The finished copy should match every record exactly and contain no pictures.

▸ **DATA FOR REVIEW**
--- START ---
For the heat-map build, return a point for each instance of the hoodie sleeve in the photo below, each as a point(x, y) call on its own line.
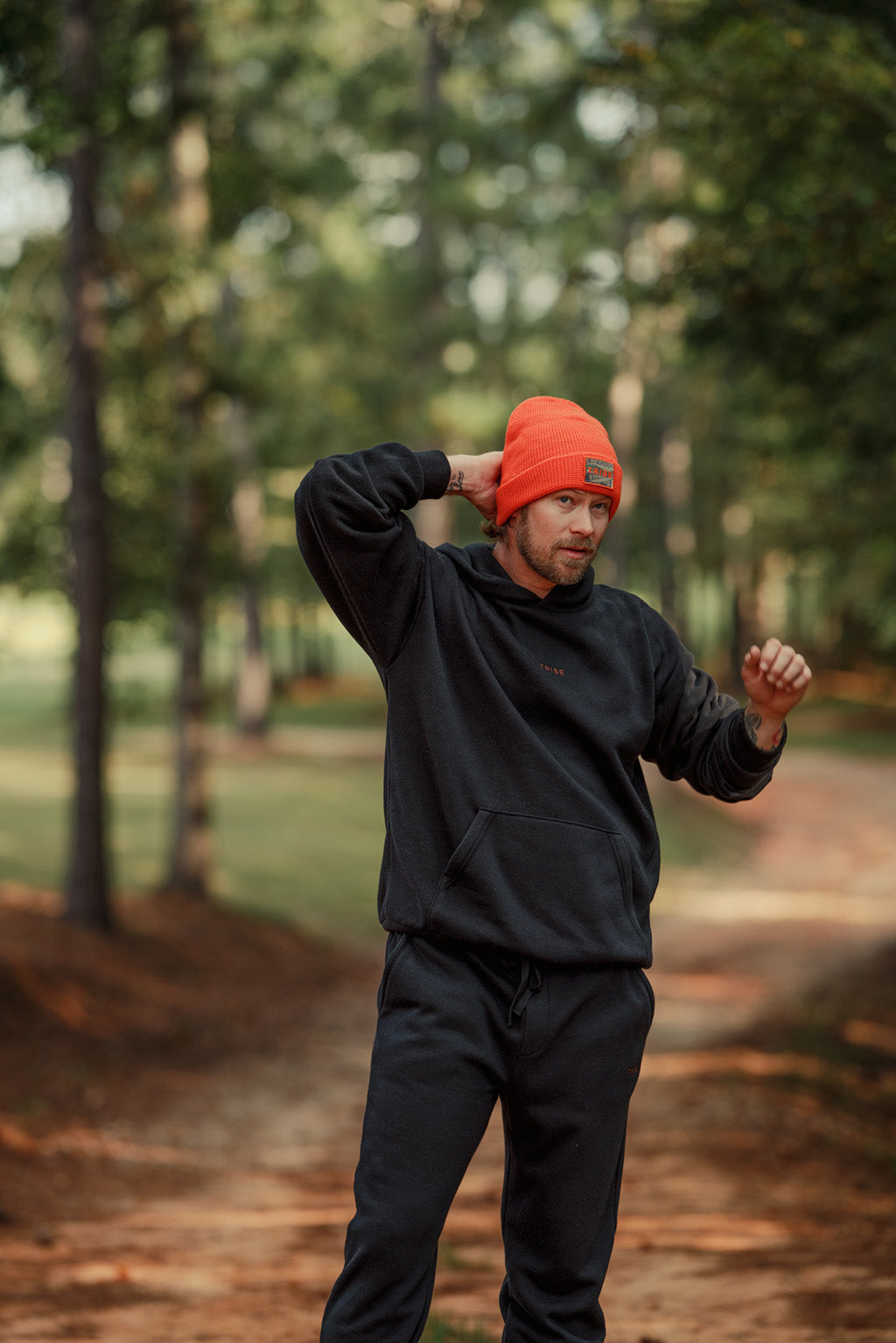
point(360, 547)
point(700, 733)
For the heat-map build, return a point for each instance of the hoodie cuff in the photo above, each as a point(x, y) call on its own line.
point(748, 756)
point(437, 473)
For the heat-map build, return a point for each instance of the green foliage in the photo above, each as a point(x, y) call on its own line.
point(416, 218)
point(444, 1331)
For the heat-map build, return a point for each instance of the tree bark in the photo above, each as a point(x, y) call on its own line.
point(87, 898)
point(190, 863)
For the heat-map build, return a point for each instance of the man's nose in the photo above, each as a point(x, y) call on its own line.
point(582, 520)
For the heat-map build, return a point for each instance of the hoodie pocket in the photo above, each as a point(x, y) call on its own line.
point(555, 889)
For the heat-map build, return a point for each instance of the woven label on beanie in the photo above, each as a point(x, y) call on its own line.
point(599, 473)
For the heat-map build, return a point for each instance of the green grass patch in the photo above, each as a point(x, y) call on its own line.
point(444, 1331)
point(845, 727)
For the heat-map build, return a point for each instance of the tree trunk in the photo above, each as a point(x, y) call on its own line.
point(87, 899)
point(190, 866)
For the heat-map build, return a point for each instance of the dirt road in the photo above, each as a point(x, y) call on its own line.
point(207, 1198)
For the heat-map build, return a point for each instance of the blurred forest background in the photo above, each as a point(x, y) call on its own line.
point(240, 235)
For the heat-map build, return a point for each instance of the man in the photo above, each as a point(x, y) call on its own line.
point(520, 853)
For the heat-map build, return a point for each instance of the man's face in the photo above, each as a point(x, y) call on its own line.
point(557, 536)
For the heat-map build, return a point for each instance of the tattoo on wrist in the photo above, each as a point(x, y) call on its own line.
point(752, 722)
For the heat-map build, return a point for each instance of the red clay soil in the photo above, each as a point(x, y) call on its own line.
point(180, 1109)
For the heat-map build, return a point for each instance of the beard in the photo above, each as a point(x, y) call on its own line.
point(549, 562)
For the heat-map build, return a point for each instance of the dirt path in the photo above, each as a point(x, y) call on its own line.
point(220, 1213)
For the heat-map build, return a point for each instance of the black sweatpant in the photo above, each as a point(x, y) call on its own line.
--- END ---
▸ **SOLUTION**
For the heat-map build, return a point for each instance of the hoodie sleeve in the photo below, each as a point(x, y) call on its own line.
point(360, 547)
point(700, 733)
For the heat-map build, return a point for each instance of the hoodie cuff in the photo above, each as a point(x, y) call on its own line.
point(748, 756)
point(437, 473)
For the heat-map build, return a point for each instance of the green foliage in the photo above, each as a point(x, y) call on its own line.
point(416, 218)
point(444, 1331)
For the heat-map build, return a point for each instance of the tree bark in the photo above, each as a point(x, y) call on its own line.
point(87, 898)
point(190, 863)
For the heat-map build, return a point for each instance of the man's nose in the photo above, each as a point(x, y) call on its own line.
point(582, 520)
For the heat-map build, return a point for each instance of the hoodie pocket in the photo above, each as a point(x, y) call on its own line.
point(555, 889)
For the heat-map build, return a point for each instance of the woven label on beanie in the photo above, each as a point(x, y) call on its own line.
point(599, 473)
For the heat-map build, return a point for each instance of the green grass patch in the photo above, each as a point(x, y) call on its own line.
point(444, 1331)
point(845, 727)
For the heat-map build, return a point for each instance of the tree trunk in the photo above, each as a point(x, y) call on its own line.
point(87, 899)
point(190, 866)
For the heat-map build, return a point for each instance of the dirt road in the photo above, each as a point(x, y) call on its own line.
point(207, 1198)
For the heat-map build, return a point for each instance of the blurred forest background in the photo above, each as a point(x, y) call on its own line.
point(240, 235)
For the heat-map build, return a point for each instance of the man in the photo above, each as a point(x, y) call on its own line.
point(520, 853)
For the heat-map build, return a point for each instance of the man's face in the photo above, each as a point(x, y) call on its own line.
point(557, 536)
For the heat-map build, return a point for each instance of the tattoo on wrist in the photo above, each as a point(x, y) call on its own line.
point(752, 722)
For the heat-map build, return a point for each instance of the red clay soil in the photo above, each as a point(x, y) call on its own line.
point(180, 1109)
For the heat-map build, return a point for each instance of the beard in the photo above, each as a point(x, y) call on its own line.
point(549, 562)
For the heat-map build, return a point for each instance of the dirt path in the photo above, each as a point(x, y) call on its own line.
point(220, 1213)
For the heat-map build, return a point for each instance of the black sweatpant in the photo above, each as a point(x, y) call on its own line.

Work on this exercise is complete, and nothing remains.